What to work on:
[1] Translate this sentence from the post on the Playfair cipher into Spanish: "Also, in cases where the messages have an odd number of characters, an x is added at the end."
[2] Using the post on the Playfair cipher, mark each statement yes or no and quote the words that decide it: (a) The example box is built from the keyword "sleuth." (b) The leftover letters of the alphabet go into the box in reverse alphabetical order. (c) When a digraph holds a repeated letter, a z is placed between the two letters.

Enigma Machine
Sunday, May 24, 2009
Polyalphabetic Ciphers - Playfair
Polygraphic ciphers allow the encoding of multiple characters at one time (rather than substituting a single character at a time). There are a number of schemes that encode 2 or more characters simulataneously. One of the most popular of these is the Playfair cipher.
Playfair used a 5x5 box of characters. A keyword is chosen (with all unique characters.) The remaining characters of the alphabet are listed in alphabetical order left to right and top to bottom. One more note, the 5x5 box fits only 25 charcters. The letters i and j share a cell. As an example, using the keyword sleuth, the box would be:
S L E U T
H A B C D
F G IJ K M
N O P Q R
V W X Y Z
The message to be encoded, is divided into pairs of letters. These pairs are called a digraph. If there is a repeated letter in a digraph, an x is inserted between the letters and the digraphs are reorganized. Also, in cases where the messages have an odd number of characters, an x is added at the end.

Information shown:

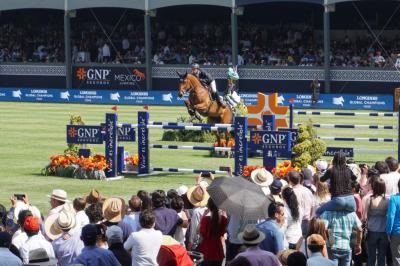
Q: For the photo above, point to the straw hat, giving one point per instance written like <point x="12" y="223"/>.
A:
<point x="93" y="197"/>
<point x="59" y="194"/>
<point x="262" y="177"/>
<point x="39" y="257"/>
<point x="56" y="223"/>
<point x="198" y="196"/>
<point x="251" y="235"/>
<point x="114" y="209"/>
<point x="21" y="206"/>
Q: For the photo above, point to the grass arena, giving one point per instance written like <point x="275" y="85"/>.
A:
<point x="32" y="132"/>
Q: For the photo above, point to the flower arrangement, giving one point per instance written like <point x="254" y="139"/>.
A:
<point x="131" y="162"/>
<point x="92" y="167"/>
<point x="283" y="169"/>
<point x="250" y="168"/>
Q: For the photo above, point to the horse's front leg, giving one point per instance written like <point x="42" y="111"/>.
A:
<point x="189" y="107"/>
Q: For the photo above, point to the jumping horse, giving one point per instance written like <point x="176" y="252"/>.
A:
<point x="200" y="102"/>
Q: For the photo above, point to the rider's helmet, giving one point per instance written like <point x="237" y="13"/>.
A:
<point x="232" y="74"/>
<point x="195" y="68"/>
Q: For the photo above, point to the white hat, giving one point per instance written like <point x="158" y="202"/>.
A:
<point x="262" y="177"/>
<point x="56" y="223"/>
<point x="181" y="190"/>
<point x="251" y="235"/>
<point x="114" y="234"/>
<point x="21" y="206"/>
<point x="321" y="165"/>
<point x="59" y="194"/>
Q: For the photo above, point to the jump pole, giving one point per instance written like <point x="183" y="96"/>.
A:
<point x="240" y="157"/>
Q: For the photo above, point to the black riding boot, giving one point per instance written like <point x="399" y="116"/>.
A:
<point x="219" y="100"/>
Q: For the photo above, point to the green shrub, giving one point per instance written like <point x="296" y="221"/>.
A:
<point x="308" y="147"/>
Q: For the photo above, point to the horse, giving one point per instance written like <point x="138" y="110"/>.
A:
<point x="200" y="102"/>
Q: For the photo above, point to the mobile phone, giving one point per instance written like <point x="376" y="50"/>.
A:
<point x="19" y="196"/>
<point x="224" y="168"/>
<point x="206" y="174"/>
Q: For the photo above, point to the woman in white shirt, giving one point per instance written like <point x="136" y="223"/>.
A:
<point x="292" y="227"/>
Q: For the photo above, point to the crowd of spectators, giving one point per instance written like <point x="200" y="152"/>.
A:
<point x="321" y="215"/>
<point x="204" y="43"/>
<point x="31" y="43"/>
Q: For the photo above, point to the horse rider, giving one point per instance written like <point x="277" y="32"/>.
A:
<point x="209" y="81"/>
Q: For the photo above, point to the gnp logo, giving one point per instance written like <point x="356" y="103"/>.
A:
<point x="93" y="75"/>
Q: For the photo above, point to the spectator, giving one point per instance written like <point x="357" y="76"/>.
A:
<point x="35" y="240"/>
<point x="20" y="236"/>
<point x="316" y="246"/>
<point x="317" y="226"/>
<point x="341" y="225"/>
<point x="292" y="226"/>
<point x="166" y="219"/>
<point x="57" y="200"/>
<point x="91" y="254"/>
<point x="67" y="246"/>
<point x="7" y="258"/>
<point x="114" y="210"/>
<point x="375" y="217"/>
<point x="251" y="238"/>
<point x="212" y="229"/>
<point x="340" y="177"/>
<point x="305" y="199"/>
<point x="393" y="226"/>
<point x="297" y="259"/>
<point x="115" y="243"/>
<point x="274" y="237"/>
<point x="392" y="178"/>
<point x="40" y="257"/>
<point x="94" y="213"/>
<point x="276" y="189"/>
<point x="177" y="204"/>
<point x="93" y="197"/>
<point x="144" y="252"/>
<point x="198" y="197"/>
<point x="135" y="203"/>
<point x="82" y="219"/>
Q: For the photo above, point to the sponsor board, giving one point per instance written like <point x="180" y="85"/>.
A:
<point x="136" y="97"/>
<point x="103" y="77"/>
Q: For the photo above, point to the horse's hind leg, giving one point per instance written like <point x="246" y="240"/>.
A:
<point x="191" y="111"/>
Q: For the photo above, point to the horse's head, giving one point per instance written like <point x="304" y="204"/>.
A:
<point x="184" y="84"/>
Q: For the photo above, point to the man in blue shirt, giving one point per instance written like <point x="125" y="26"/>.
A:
<point x="393" y="226"/>
<point x="274" y="237"/>
<point x="341" y="224"/>
<point x="91" y="254"/>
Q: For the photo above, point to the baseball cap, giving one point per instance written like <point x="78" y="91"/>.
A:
<point x="89" y="232"/>
<point x="114" y="234"/>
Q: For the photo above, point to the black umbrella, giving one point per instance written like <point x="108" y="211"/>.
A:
<point x="239" y="197"/>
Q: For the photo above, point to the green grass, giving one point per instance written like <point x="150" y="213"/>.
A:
<point x="30" y="133"/>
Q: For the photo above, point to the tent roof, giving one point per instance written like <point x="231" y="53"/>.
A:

Worked answers:
[1] Además, en los casos en que los mensajes tienen un número impar de caracteres, se añade una x al final.

[2]
(a) Yes: "using the keyword sleuth, the box would be"
(b) No: "The remaining characters of the alphabet are listed in alphabetical order left to right and top to bottom."
(c) No: "If there is a repeated letter in a digraph, an x is inserted between the letters"